BEGIN GIVEN INFORMATION
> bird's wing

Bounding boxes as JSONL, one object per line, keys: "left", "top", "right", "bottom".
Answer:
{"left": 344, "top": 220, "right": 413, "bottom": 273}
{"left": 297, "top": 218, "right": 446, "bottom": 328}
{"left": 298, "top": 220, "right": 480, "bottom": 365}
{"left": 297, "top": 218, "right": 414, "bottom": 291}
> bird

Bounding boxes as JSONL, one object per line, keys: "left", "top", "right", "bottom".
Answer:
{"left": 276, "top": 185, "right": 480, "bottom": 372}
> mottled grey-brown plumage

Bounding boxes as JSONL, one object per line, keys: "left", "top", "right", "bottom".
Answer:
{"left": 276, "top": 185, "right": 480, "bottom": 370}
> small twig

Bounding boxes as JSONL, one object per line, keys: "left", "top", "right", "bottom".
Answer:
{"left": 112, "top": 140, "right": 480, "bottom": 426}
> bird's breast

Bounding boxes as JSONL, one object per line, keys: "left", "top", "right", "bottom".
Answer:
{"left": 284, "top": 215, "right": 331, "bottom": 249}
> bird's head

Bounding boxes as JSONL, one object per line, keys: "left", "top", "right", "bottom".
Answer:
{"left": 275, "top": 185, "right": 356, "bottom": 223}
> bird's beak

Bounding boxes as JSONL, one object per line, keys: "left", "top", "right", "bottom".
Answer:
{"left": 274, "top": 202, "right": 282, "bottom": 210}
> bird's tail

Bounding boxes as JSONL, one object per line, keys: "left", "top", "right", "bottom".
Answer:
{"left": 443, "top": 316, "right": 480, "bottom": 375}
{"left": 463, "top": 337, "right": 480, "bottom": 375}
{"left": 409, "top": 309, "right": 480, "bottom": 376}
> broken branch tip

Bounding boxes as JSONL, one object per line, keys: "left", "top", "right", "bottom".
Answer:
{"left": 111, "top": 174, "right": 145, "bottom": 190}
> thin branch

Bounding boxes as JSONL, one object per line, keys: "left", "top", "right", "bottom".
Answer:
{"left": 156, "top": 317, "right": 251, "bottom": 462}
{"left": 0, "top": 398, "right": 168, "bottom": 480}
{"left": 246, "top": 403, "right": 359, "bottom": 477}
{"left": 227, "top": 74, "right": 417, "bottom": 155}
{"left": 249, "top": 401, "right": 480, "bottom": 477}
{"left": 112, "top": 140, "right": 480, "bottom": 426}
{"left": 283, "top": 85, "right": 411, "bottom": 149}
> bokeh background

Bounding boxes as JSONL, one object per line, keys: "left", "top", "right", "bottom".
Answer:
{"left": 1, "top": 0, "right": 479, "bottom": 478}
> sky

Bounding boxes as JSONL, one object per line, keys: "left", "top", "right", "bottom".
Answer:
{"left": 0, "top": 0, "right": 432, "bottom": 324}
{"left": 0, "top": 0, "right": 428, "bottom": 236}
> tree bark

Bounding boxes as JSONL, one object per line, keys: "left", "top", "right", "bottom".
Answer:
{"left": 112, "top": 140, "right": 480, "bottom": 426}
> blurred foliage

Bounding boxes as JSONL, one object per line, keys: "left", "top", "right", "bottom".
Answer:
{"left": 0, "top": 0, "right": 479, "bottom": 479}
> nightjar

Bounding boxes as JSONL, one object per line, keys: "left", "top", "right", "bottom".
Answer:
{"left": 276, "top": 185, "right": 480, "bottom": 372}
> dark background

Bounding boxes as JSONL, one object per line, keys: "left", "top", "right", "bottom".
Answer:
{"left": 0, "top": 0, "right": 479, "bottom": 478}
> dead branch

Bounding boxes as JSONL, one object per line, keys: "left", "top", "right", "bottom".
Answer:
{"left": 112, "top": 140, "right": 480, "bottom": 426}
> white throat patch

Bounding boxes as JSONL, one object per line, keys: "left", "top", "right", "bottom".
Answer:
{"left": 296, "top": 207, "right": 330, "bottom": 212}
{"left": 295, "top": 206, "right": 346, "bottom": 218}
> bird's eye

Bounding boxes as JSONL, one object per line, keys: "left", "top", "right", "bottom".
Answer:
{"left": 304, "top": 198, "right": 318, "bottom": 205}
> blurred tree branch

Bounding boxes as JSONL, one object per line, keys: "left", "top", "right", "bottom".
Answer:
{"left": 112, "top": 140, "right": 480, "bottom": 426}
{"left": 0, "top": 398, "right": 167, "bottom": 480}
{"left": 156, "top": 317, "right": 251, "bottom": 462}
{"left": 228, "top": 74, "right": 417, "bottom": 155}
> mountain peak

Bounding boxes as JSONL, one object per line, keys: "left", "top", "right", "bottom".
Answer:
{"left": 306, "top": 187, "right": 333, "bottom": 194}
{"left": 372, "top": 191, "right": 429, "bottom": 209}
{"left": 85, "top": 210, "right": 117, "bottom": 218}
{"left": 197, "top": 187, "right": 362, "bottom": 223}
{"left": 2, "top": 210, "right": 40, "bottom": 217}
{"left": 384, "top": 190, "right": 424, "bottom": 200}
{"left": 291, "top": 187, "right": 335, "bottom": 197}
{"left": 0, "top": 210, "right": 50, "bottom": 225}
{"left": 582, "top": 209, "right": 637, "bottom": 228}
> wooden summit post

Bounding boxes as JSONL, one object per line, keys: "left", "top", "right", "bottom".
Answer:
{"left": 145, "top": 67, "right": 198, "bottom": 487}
END GIVEN INFORMATION
-- YOUR TASK --
Would you reproduce the whole listing above, word for word?

-- RESPONSE BELOW --
> bird's wing

Bounding boxes as JSONL, one object per line, keys: "left", "top", "right", "bottom".
Answer:
{"left": 344, "top": 220, "right": 413, "bottom": 273}
{"left": 297, "top": 218, "right": 446, "bottom": 328}
{"left": 298, "top": 220, "right": 480, "bottom": 365}
{"left": 297, "top": 218, "right": 414, "bottom": 291}
> bird

Bounding boxes as JSONL, one object per line, keys: "left", "top", "right", "bottom".
Answer:
{"left": 276, "top": 185, "right": 480, "bottom": 372}
> mottled grey-brown plumage

Bounding boxes as JSONL, one object per line, keys: "left", "top", "right", "bottom".
Answer:
{"left": 276, "top": 185, "right": 480, "bottom": 370}
> small twig

Bounding boxes as JSONL, one object per line, keys: "left", "top", "right", "bottom".
Answer:
{"left": 112, "top": 140, "right": 480, "bottom": 426}
> bird's breast

Bounding boxes as JSONL, one object per line, keys: "left", "top", "right", "bottom".
Answer:
{"left": 284, "top": 215, "right": 331, "bottom": 249}
> bird's head

Bounding boxes as JSONL, one object per line, keys: "left", "top", "right", "bottom".
Answer:
{"left": 275, "top": 185, "right": 356, "bottom": 223}
> bird's beak

Bounding boxes as JSONL, one object per line, keys: "left", "top", "right", "bottom".
Answer:
{"left": 274, "top": 202, "right": 282, "bottom": 210}
> bird's tail

Bounding boxes as JSONL, one object per line, keys: "left", "top", "right", "bottom".
Answer:
{"left": 443, "top": 316, "right": 480, "bottom": 375}
{"left": 463, "top": 337, "right": 480, "bottom": 375}
{"left": 409, "top": 309, "right": 480, "bottom": 376}
> broken branch tip

Bounding boxes as JSONL, one object per line, keys: "left", "top", "right", "bottom".
Answer:
{"left": 111, "top": 174, "right": 145, "bottom": 190}
> thin branch

Bounding boxes as JSONL, one object per line, keys: "left", "top", "right", "bottom".
Answer:
{"left": 156, "top": 317, "right": 251, "bottom": 462}
{"left": 0, "top": 398, "right": 168, "bottom": 480}
{"left": 246, "top": 403, "right": 359, "bottom": 477}
{"left": 227, "top": 74, "right": 417, "bottom": 155}
{"left": 249, "top": 401, "right": 480, "bottom": 477}
{"left": 112, "top": 140, "right": 480, "bottom": 426}
{"left": 283, "top": 85, "right": 411, "bottom": 149}
> bokeh background

Bounding boxes as JSONL, one object per line, keys: "left", "top", "right", "bottom".
Answer:
{"left": 1, "top": 0, "right": 479, "bottom": 478}
> sky

Bounding boxes as JSONL, one object per line, keys: "left", "top", "right", "bottom".
Answer:
{"left": 0, "top": 0, "right": 432, "bottom": 324}
{"left": 0, "top": 0, "right": 428, "bottom": 236}
> tree bark

Bounding boxes as JSONL, one object per line, keys: "left", "top", "right", "bottom".
Answer:
{"left": 112, "top": 140, "right": 480, "bottom": 426}
> blurred foliage

Bounding boxes as JSONL, one object per line, keys: "left", "top", "right", "bottom".
Answer:
{"left": 0, "top": 0, "right": 479, "bottom": 479}
> nightjar

Bounding boxes as JSONL, one object per line, keys: "left", "top", "right", "bottom".
Answer:
{"left": 276, "top": 185, "right": 480, "bottom": 372}
> dark background

Bounding boxes as JSONL, one object per line, keys: "left", "top", "right", "bottom".
Answer:
{"left": 0, "top": 0, "right": 479, "bottom": 478}
> dead branch

Bounding boxes as JSONL, one object per line, keys: "left", "top", "right", "bottom".
Answer:
{"left": 112, "top": 140, "right": 480, "bottom": 426}
> white throat patch

Bounding boxes as JSONL, one object per line, keys: "left", "top", "right", "bottom".
Answer:
{"left": 296, "top": 207, "right": 330, "bottom": 212}
{"left": 295, "top": 206, "right": 346, "bottom": 218}
> bird's eye

Bounding boxes as JSONL, one object per line, keys: "left", "top", "right", "bottom".
Answer:
{"left": 304, "top": 198, "right": 318, "bottom": 205}
> blurred tree branch

Bounding boxes as JSONL, one object per line, keys: "left", "top", "right", "bottom".
Answer:
{"left": 112, "top": 140, "right": 480, "bottom": 426}
{"left": 0, "top": 398, "right": 167, "bottom": 480}
{"left": 156, "top": 317, "right": 251, "bottom": 462}
{"left": 228, "top": 74, "right": 417, "bottom": 155}
> mountain peak

Bounding boxes as JSONL, one object per line, keys: "left", "top", "right", "bottom".
Answer:
{"left": 306, "top": 187, "right": 333, "bottom": 194}
{"left": 372, "top": 191, "right": 429, "bottom": 209}
{"left": 85, "top": 210, "right": 117, "bottom": 218}
{"left": 197, "top": 187, "right": 362, "bottom": 223}
{"left": 2, "top": 210, "right": 40, "bottom": 217}
{"left": 384, "top": 190, "right": 424, "bottom": 200}
{"left": 291, "top": 187, "right": 335, "bottom": 197}
{"left": 0, "top": 210, "right": 50, "bottom": 225}
{"left": 582, "top": 209, "right": 637, "bottom": 228}
> wooden summit post

Bounding boxes as JSONL, one object per line, keys: "left", "top", "right", "bottom".
Answer:
{"left": 145, "top": 67, "right": 198, "bottom": 487}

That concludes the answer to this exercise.